_Task goal_: Quote the records word for word, beginning at the line that contains "Target: bare skin" and continuing through the final line of the records.

-- BEGIN Given records --

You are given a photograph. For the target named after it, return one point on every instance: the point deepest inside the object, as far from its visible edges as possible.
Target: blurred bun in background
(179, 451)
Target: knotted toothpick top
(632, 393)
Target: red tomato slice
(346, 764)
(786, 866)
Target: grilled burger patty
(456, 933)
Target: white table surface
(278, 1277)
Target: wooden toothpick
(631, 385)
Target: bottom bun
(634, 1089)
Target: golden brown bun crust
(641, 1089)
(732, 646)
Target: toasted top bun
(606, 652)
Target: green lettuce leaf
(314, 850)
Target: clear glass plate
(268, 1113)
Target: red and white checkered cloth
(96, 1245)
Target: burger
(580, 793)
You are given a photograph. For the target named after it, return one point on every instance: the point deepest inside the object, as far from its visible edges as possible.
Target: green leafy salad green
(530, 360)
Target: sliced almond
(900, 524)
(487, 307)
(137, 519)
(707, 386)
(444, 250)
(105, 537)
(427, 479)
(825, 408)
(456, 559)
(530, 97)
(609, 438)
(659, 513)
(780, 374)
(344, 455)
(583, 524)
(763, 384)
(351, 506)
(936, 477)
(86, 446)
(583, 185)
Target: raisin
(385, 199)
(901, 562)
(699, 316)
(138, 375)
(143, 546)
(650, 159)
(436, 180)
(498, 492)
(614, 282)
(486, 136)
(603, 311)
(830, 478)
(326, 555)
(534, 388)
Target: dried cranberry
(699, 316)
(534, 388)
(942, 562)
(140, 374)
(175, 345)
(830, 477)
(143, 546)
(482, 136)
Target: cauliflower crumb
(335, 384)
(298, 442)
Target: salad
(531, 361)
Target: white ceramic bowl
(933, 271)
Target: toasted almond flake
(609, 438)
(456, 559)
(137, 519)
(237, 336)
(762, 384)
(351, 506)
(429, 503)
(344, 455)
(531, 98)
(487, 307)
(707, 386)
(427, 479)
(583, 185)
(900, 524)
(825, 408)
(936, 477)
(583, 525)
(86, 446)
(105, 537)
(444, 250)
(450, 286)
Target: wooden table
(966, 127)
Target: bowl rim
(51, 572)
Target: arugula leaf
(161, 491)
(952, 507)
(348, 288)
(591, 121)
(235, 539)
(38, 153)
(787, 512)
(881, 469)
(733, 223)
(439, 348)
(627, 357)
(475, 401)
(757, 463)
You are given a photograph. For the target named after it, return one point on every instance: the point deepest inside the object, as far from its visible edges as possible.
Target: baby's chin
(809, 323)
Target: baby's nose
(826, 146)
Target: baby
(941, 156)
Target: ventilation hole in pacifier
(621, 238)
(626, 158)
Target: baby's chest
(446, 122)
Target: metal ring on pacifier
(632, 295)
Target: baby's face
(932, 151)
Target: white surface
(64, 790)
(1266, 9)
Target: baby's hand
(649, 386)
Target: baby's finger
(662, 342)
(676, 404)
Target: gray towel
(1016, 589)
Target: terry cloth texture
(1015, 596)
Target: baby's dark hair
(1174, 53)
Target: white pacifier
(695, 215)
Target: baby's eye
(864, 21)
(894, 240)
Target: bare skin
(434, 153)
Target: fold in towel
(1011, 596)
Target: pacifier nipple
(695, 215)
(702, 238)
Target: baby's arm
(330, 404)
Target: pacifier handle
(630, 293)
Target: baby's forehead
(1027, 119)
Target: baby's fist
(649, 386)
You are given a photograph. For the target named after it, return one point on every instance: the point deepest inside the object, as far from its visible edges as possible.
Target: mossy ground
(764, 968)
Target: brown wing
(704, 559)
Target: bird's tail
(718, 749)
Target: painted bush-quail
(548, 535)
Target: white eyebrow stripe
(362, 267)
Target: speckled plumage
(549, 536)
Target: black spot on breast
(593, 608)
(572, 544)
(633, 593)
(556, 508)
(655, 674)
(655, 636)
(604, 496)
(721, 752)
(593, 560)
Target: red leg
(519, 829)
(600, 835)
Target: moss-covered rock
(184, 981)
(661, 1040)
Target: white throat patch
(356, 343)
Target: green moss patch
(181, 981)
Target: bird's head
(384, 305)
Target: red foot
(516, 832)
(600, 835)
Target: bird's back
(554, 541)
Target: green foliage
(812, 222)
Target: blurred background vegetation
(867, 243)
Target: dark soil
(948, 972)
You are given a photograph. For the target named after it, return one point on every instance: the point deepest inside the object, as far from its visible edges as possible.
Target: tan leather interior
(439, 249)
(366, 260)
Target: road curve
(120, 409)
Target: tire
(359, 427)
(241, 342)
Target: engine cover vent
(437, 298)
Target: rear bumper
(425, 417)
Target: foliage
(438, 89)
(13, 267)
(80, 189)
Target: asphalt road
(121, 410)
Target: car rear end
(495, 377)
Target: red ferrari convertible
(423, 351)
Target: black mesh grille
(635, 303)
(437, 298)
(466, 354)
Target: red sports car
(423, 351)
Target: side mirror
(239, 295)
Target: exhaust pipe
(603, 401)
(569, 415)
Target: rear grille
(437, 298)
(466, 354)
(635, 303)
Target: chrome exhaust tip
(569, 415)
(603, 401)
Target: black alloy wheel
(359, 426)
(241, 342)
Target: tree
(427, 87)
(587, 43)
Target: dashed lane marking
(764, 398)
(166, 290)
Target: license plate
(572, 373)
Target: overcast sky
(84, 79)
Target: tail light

-- END Given records --

_Answer for the task_:
Target: bare skin
(434, 153)
Target: fold in towel
(1011, 596)
Target: pacifier nipple
(695, 215)
(702, 238)
Target: baby's arm
(330, 404)
Target: pacifier handle
(630, 293)
Target: baby's forehead
(1027, 119)
Target: baby's fist
(649, 386)
You are given a photograph. For the target named after it, return one point on every instance: the point deepest inside the object, as far from its visible edges as possible.
Target: mossy ground
(764, 968)
Target: brown wing
(704, 559)
Target: bird's tail
(718, 749)
Target: painted bush-quail
(548, 535)
Target: white eyebrow stripe
(362, 267)
Target: speckled plumage
(549, 536)
Target: black spot on breast
(593, 608)
(572, 544)
(633, 593)
(556, 508)
(655, 674)
(655, 636)
(604, 496)
(721, 752)
(593, 560)
Target: red leg
(519, 829)
(600, 835)
Target: moss-covered rock
(184, 981)
(661, 1040)
Target: white throat patch
(356, 343)
Target: green moss patch
(181, 981)
Target: bird's head
(384, 305)
Target: red foot
(516, 832)
(600, 835)
Target: bird's back
(554, 541)
Target: green foliage
(812, 222)
Target: blurred background vegetation
(867, 243)
Target: dark soil
(948, 972)
You are given a photograph. For the target named after it, return one point on every instance: the point deepest inside the object, as far from its visible edges as possible.
Target: tan leather interior
(439, 249)
(366, 260)
Target: road curve
(120, 409)
Target: tire
(359, 427)
(241, 342)
Target: engine cover vent
(437, 298)
Target: rear bumper
(425, 417)
Target: foliage
(438, 89)
(13, 267)
(80, 189)
Target: asphalt road
(121, 410)
Target: car rear end
(495, 377)
Target: red ferrari convertible
(423, 351)
Target: black mesh grille
(635, 303)
(437, 298)
(466, 354)
Target: red sports car
(423, 351)
Target: side mirror
(239, 295)
Target: exhaust pipe
(603, 401)
(569, 415)
Target: rear grille
(437, 298)
(466, 354)
(635, 303)
Target: chrome exhaust tip
(569, 415)
(603, 401)
Target: black alloy wheel
(359, 426)
(241, 342)
Target: tree
(427, 87)
(587, 43)
Target: dashed lane marking
(764, 398)
(166, 290)
Target: license plate
(572, 373)
Target: overcast sky
(84, 79)
Target: tail light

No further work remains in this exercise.